### What is needed
Once you reach the line containing "Place a marker on every instance of the dark storm" in the data below, restate each line word for word up to and including the one containing "Place a marker on every instance of the tower balcony, each".

Recorded data:
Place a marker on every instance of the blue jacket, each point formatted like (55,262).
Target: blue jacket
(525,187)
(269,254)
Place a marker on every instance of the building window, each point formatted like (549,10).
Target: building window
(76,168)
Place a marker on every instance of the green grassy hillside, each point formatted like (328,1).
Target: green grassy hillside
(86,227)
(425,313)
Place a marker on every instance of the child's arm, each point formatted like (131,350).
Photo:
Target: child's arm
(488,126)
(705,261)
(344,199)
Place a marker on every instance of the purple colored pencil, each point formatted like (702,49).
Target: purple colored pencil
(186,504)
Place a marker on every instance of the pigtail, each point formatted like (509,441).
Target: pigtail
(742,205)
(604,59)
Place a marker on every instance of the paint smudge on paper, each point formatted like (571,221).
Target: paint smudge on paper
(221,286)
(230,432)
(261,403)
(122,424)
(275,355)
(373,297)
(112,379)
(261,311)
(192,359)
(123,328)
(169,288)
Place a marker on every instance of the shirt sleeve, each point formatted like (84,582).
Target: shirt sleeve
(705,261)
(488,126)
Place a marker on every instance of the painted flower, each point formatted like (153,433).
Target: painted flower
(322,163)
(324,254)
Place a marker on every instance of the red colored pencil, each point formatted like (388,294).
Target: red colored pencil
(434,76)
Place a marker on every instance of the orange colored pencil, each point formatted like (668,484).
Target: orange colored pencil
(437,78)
...
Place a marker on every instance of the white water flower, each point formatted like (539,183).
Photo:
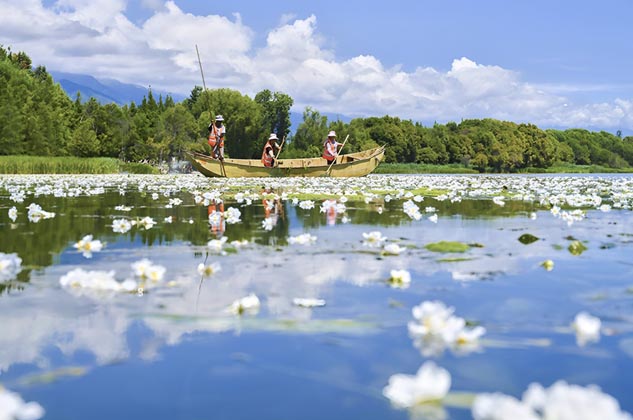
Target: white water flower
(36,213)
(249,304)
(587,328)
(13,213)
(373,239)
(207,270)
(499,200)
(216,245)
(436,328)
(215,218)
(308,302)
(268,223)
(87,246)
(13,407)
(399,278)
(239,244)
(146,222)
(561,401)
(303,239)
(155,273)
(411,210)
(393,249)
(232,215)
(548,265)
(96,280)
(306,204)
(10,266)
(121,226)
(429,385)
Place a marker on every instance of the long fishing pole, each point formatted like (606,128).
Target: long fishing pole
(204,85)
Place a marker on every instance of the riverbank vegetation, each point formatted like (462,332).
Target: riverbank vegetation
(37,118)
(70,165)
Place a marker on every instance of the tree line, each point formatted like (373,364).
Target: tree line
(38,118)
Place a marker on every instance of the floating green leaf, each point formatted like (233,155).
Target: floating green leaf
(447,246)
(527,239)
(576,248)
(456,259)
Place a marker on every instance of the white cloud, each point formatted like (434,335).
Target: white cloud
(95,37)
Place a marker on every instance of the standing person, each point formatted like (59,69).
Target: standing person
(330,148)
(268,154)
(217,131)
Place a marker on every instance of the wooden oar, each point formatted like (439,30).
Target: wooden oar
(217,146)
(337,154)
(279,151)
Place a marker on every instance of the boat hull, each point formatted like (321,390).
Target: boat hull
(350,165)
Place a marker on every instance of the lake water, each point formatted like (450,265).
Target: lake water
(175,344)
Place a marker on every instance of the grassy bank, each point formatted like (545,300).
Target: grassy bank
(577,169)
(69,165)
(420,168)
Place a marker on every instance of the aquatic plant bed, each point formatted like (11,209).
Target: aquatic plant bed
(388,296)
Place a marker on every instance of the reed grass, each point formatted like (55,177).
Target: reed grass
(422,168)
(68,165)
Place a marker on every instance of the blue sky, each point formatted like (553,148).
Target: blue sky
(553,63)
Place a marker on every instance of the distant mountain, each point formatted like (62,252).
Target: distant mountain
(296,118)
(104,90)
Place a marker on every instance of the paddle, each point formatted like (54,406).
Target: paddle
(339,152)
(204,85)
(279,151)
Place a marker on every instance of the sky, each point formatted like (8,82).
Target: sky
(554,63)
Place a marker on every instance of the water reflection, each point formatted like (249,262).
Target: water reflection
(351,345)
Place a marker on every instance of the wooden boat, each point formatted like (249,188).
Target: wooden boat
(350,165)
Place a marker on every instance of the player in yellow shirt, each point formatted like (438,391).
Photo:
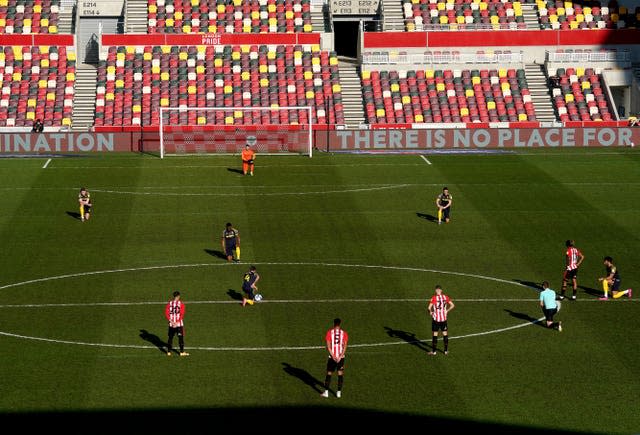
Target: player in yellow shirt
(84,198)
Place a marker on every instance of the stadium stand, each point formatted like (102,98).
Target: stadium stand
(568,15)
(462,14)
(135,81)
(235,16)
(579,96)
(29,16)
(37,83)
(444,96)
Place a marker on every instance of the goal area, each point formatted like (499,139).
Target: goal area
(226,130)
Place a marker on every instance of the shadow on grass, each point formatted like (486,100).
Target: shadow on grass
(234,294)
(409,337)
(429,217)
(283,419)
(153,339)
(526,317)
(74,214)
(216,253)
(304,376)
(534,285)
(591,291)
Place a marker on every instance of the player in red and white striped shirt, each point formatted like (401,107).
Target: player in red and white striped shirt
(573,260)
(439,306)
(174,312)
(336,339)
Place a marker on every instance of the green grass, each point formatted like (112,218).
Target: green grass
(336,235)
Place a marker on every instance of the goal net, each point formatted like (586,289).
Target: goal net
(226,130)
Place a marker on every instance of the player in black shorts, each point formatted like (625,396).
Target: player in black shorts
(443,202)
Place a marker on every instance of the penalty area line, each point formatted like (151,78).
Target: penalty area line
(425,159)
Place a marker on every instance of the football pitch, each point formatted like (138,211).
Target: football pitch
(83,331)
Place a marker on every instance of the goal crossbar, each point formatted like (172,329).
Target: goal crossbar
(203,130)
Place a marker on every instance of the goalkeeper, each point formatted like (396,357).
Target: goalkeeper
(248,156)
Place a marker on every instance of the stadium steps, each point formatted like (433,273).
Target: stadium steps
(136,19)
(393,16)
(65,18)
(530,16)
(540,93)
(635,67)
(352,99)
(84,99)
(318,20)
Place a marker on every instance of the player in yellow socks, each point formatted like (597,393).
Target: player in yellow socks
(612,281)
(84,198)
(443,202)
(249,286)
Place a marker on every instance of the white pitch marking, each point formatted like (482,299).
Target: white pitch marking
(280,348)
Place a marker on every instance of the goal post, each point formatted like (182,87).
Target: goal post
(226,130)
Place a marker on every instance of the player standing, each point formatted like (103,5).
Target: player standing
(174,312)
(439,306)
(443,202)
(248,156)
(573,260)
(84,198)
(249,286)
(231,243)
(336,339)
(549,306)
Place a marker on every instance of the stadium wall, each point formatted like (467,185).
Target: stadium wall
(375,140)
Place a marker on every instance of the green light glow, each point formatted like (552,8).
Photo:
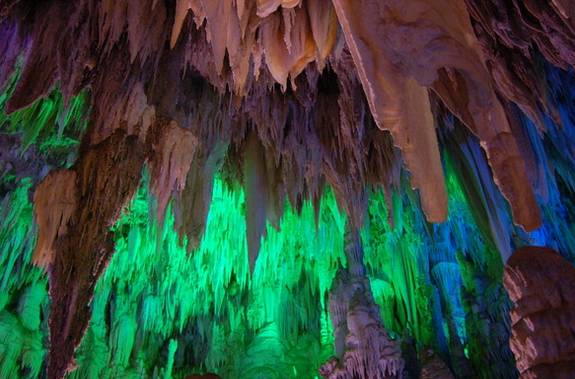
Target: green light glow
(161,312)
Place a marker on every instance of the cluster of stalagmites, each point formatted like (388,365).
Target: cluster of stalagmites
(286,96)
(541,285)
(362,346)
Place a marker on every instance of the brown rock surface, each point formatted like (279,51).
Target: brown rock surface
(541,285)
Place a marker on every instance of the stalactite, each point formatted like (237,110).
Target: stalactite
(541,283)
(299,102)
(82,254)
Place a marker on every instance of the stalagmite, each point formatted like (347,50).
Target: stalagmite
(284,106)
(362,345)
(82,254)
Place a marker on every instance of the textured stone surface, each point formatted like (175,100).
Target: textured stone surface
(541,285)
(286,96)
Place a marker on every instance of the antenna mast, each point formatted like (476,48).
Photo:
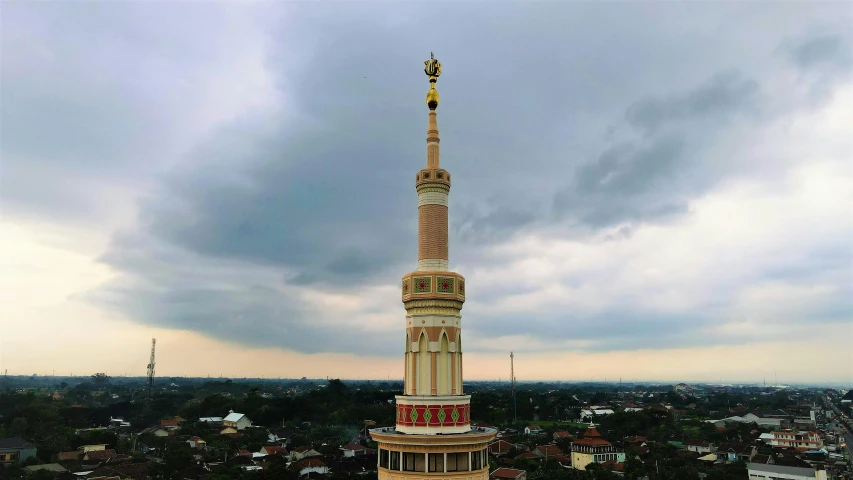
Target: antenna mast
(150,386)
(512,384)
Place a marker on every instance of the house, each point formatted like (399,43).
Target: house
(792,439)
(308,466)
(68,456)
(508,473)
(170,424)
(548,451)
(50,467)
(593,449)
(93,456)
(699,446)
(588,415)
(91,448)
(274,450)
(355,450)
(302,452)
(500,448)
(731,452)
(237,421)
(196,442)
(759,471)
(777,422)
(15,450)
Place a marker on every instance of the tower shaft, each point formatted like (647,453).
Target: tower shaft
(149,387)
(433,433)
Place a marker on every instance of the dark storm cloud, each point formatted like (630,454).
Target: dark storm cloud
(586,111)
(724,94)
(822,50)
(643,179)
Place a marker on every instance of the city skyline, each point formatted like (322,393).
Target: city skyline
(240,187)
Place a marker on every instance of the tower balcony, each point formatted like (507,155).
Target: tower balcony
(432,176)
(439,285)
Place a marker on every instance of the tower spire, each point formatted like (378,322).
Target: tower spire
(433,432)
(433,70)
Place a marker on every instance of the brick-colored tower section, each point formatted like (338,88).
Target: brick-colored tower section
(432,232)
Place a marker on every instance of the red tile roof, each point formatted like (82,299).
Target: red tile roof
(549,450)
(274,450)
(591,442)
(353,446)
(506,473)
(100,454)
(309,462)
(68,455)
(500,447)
...
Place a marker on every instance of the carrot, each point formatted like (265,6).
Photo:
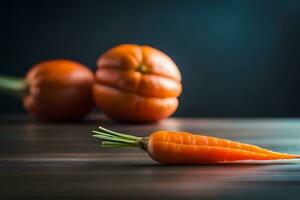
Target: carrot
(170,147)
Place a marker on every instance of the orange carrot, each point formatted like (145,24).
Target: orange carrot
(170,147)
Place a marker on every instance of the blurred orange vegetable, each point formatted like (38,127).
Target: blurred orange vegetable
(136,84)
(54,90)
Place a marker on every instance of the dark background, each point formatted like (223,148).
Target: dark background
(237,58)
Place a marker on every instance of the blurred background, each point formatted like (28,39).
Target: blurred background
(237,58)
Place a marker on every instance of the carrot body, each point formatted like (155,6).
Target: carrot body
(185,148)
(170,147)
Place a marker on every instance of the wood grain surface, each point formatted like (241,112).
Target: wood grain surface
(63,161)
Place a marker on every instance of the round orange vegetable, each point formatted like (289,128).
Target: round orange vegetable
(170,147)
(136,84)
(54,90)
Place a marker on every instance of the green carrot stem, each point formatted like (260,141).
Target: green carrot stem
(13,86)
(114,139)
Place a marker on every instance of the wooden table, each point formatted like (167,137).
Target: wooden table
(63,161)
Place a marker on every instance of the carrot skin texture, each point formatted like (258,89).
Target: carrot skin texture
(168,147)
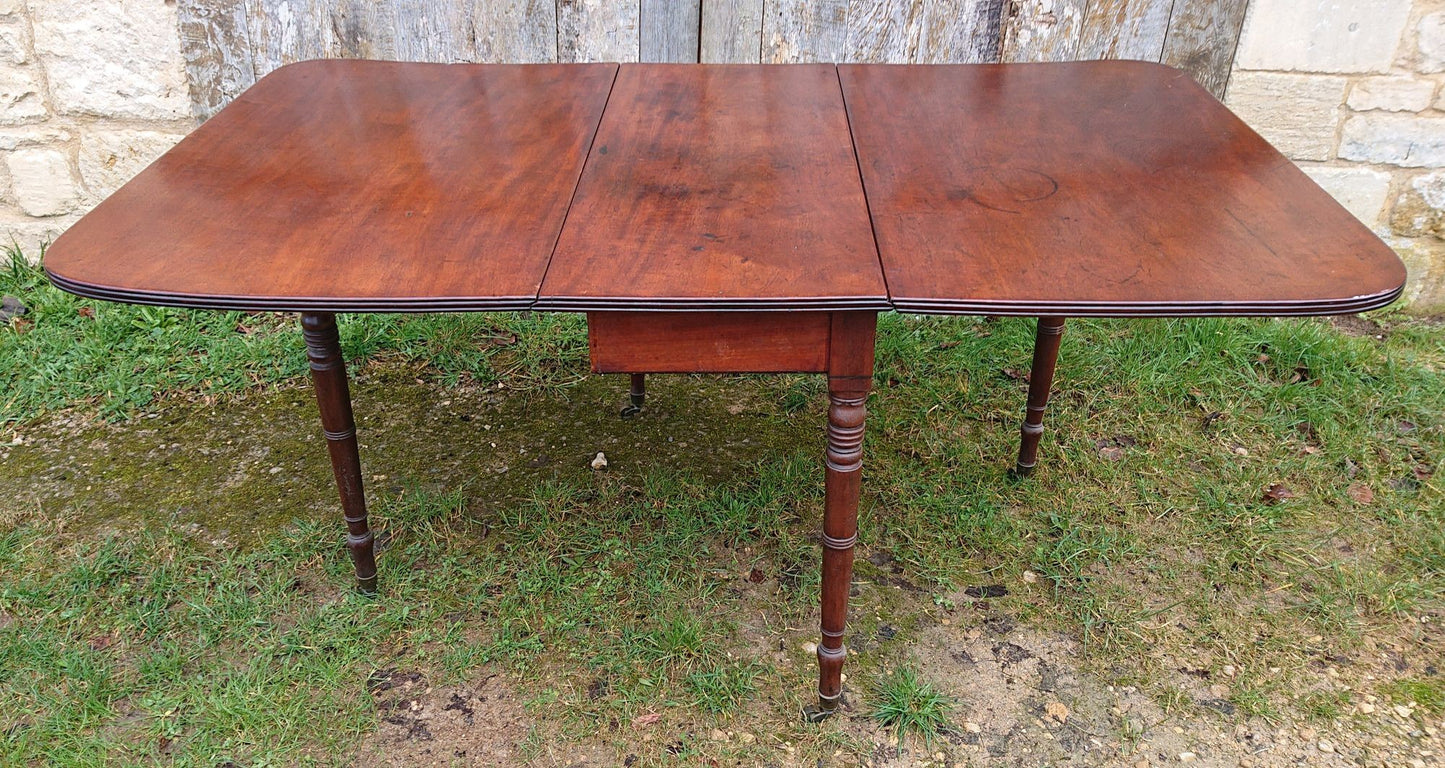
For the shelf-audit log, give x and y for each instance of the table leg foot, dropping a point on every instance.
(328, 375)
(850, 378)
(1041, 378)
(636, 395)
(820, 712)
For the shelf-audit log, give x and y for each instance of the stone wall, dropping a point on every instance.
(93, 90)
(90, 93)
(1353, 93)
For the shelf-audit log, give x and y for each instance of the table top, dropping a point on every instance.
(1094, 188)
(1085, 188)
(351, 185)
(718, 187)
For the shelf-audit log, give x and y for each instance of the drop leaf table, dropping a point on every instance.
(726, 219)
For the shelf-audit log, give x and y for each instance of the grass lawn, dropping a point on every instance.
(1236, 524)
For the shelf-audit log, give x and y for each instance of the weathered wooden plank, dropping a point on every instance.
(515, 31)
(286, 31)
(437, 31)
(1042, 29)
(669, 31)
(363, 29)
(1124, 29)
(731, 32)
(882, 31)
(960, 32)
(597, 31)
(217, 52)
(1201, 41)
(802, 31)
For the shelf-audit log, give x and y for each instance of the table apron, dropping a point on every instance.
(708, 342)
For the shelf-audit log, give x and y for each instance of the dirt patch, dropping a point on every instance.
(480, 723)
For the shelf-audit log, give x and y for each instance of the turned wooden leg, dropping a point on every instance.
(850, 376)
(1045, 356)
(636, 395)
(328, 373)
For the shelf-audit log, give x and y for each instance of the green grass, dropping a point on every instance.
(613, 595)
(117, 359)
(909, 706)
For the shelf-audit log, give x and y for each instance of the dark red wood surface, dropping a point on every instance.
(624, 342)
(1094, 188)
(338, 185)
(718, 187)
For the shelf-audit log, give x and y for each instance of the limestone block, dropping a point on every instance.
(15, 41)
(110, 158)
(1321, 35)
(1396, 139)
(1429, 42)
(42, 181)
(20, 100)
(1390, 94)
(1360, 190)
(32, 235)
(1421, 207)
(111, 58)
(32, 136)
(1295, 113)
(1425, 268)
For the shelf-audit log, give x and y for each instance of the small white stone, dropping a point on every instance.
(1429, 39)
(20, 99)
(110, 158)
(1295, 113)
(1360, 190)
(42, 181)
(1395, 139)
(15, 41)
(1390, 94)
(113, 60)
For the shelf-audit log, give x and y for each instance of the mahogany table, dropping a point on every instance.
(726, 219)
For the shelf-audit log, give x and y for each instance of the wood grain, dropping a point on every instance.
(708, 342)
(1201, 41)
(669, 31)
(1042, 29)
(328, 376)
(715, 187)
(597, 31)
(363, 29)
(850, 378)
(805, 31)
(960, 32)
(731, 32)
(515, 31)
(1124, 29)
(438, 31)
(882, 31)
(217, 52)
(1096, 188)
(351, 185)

### Answer section
Place a marker on every instance of the dark storm cloud, each point formatted like (630,454).
Target: dark storm cloud
(586,111)
(724,94)
(822,50)
(643,179)
Place a marker on every instance of the city skyline, each point formatted like (322,393).
Target: city skyline
(240,187)
Place a marker on every instance of the tower balcony, each point formatted like (507,155).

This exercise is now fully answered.